# REQUIREMENTS:
Please carry on the passage about Israeli and Palestinian politics, picking up right after its final sentence.

# TEXT BLOCK:
------------
Major Israeli attacks have tended to take place just before an election in Israel and just after one in the U.S. In Israel, this strikes the fear of retaliation in people’s hearts and presses them to vote for right-wing hawks. In the U.S., post-election assaults enable the White House to endorse Israel’s “right to self-defense” without dangerous pre-election opposition from an electorate decidedly opposed to more war.

The November attack was no different. Israel’s far-right politicians hope that it will guarantee them victories in the Jan. 22 elections and it may, because Israelis were very frightened by the Palestinian rockets. They also express little hope for peace, especially since the government announced ambitious plans for settler land grabs of Palestinian territory.

For their part, Palestinians cheered Gaza’s Hamas rulers for their bold use of rockets to resist, even given how limited this response is compared to Israel’s vast arsenal. And the West Bank’s Palestinian Authority got a moment of popular approval when it won U.N. “observer status” for a separate Palestinian state, however symbolic such a state would actually be.

Dissent escalating. U.S. media focuses on the Israeli-Palestinian conflict and rarely reports on political turbulence within Gaza, the West Bank, and Israel. Each of these regimes oversees a decaying capitalist economy. Each also oversees an angry populace living under poverty, repression, and vicious discrimination.

West Bank residents have had enough of the Palestinian Authority’s corruption, police brutality, and useless negotiations with Israel. They are outraged at rising prices and intolerable unemployment. In September 2012 public workers organized a wave of strikes, closing the schools and halting buses and taxis. Clearly, the secular-minded Palestinians in the West Bank who led the heroic intifada (uprising) of 1987 and have a tradition of class-conscious struggle that includes women leaders, are not about to be silenced — or fooled.
------------
# DATA SECTION:
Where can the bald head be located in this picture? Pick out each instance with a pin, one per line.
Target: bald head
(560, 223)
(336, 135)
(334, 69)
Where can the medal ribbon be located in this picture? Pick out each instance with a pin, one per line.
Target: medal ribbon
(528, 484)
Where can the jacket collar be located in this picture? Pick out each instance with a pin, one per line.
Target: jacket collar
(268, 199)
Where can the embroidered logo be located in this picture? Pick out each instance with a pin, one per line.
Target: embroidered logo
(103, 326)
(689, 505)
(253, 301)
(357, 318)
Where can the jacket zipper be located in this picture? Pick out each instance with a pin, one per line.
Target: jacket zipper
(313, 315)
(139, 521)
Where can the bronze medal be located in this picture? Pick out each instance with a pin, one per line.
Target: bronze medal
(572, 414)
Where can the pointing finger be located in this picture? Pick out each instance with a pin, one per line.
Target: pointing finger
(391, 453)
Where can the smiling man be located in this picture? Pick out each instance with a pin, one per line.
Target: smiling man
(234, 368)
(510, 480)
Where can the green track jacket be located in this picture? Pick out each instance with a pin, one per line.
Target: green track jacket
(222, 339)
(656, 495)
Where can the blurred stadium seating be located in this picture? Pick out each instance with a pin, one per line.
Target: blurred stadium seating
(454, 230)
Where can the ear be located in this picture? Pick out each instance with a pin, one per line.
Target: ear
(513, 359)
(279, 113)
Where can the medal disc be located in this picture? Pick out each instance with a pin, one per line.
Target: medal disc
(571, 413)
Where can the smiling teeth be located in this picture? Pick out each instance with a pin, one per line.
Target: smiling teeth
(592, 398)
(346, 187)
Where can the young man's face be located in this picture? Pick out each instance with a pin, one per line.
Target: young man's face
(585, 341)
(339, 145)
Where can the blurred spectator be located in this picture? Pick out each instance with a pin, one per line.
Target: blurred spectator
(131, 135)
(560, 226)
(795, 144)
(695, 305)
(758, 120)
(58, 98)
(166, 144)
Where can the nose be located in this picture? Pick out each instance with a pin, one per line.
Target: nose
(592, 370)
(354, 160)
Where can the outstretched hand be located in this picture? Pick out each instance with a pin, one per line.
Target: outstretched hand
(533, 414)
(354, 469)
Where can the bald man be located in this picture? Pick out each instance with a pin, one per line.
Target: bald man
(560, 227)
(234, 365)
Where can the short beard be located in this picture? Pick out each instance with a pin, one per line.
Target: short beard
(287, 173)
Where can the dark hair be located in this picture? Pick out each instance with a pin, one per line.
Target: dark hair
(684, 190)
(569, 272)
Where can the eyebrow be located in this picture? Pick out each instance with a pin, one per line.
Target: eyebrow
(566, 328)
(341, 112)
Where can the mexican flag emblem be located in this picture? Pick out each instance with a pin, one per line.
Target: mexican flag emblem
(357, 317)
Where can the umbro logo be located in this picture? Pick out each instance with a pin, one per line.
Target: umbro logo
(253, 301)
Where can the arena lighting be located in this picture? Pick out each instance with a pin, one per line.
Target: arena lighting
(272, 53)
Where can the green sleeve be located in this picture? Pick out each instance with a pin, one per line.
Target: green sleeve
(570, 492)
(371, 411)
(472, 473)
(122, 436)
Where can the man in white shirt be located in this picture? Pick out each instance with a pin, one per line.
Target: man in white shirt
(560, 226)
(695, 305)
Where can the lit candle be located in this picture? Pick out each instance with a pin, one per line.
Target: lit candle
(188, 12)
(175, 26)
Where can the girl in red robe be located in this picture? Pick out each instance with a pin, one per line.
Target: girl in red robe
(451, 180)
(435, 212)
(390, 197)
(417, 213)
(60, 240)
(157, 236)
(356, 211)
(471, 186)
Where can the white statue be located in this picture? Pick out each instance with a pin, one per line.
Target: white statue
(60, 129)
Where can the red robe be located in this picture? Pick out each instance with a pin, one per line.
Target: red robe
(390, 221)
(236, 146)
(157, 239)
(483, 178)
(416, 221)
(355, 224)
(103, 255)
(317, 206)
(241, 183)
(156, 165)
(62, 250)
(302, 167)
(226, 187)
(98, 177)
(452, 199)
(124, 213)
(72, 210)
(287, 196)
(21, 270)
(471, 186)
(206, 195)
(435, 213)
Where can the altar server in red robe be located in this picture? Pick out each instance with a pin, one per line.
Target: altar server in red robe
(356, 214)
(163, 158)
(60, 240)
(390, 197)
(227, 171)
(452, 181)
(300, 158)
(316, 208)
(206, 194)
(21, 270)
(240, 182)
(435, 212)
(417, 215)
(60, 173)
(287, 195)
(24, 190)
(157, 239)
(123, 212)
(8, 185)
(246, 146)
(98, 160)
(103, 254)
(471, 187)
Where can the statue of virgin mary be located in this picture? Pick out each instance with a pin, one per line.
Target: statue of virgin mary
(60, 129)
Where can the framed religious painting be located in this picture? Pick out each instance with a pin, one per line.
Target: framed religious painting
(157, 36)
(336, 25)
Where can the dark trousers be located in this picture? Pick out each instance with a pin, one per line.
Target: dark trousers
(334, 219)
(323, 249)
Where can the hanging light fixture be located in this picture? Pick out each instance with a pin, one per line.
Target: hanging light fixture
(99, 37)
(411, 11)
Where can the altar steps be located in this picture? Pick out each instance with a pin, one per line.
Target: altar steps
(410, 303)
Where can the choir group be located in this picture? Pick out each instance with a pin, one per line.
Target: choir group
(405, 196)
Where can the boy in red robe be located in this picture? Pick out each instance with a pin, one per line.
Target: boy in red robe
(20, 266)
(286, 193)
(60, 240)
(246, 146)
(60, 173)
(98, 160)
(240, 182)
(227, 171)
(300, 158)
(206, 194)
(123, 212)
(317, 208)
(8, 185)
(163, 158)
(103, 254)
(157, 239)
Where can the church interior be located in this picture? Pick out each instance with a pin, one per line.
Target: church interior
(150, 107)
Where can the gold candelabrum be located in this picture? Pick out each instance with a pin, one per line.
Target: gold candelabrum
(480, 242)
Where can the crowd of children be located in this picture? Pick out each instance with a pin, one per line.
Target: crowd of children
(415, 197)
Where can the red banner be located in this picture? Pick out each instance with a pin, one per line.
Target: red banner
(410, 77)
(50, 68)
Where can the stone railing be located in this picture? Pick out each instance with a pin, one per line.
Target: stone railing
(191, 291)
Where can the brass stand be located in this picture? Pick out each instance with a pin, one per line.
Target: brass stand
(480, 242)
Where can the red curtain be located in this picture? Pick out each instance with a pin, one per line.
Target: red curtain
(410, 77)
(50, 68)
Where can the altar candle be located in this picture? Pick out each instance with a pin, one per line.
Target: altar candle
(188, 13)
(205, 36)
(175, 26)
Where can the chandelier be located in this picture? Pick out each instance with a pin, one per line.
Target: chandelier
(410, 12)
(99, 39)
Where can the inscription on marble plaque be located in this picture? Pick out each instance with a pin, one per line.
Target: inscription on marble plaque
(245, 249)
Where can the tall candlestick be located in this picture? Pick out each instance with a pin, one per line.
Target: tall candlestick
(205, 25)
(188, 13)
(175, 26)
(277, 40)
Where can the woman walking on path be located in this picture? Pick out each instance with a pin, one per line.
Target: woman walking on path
------------
# RESULT BELOW:
In Gaza, the Hamas government is hardly beloved. It has destroyed the journalists’ union, disrupted several strikes by teachers and health workers, and bullied the people. Hamas decrees segregation of women and men and imposes a “modest” dress code for schoolgirls. The punishment for “honor killings” of women is a mere 24 months.

The Gazan Youth Manifesto for Change, released in January 2011, describes the sentiments of Palestinian youth colorfully: “Fuck Hamas. Fuck Israel. Fuck Fatah. Fuck U.N. Fuck USA! We are fed up with bearded guys walking around with their guns and beating up young people demonstrating for what they believe in. There is revolution growing inside of us.”

In Israel, during summer and fall 2011, over half a million people took to the streets in unprecedented protest against severe lack of jobs, housing, electricity, and water. In the spirit of the Arab Spring, demonstrators carried banners that said, in Arabic, “Resign, Egypt is here!”

On Dec. 7, 2012, thousands marched in Tel Aviv in the fourth annual rally for human rights, charging Israeli with war crimes in Gaza and denouncing their government’s racist attacks on immigrant African workers. “There are people here from all kinds of places, but we are all united by the battle for basic rights,” said an Eritrean asylum seeker. One popular slogan was, “True revolutions start from the bottom.”

Further dissent is inevitable as Israel tries to enforce new regulations against protest.

In solidarity. After Israel’s November carnage in Gaza, support for Palestinians swelled, with protests in the Middle East, Europe, South Africa, Australia, Russia, and the U.S., organized by a movement that has enlarged steadily over the last decade.

In the U.S., activists promote the growing Boycott, Divestment and Sanctions (BDS) campaign. A good many supporters of Palestine have visited and worked in Gaza and the West Bank at personal risk, and returned to educate the public about the grim circumstances for Palestinians and the U.S. hand in this.

The entire Arab Spring continues to be inspired and nourished by Palestinians’ steadfast refusal to be terrorized or diminished by Israel, their own capitalist regimes, or those of the countries that control their refugee camps.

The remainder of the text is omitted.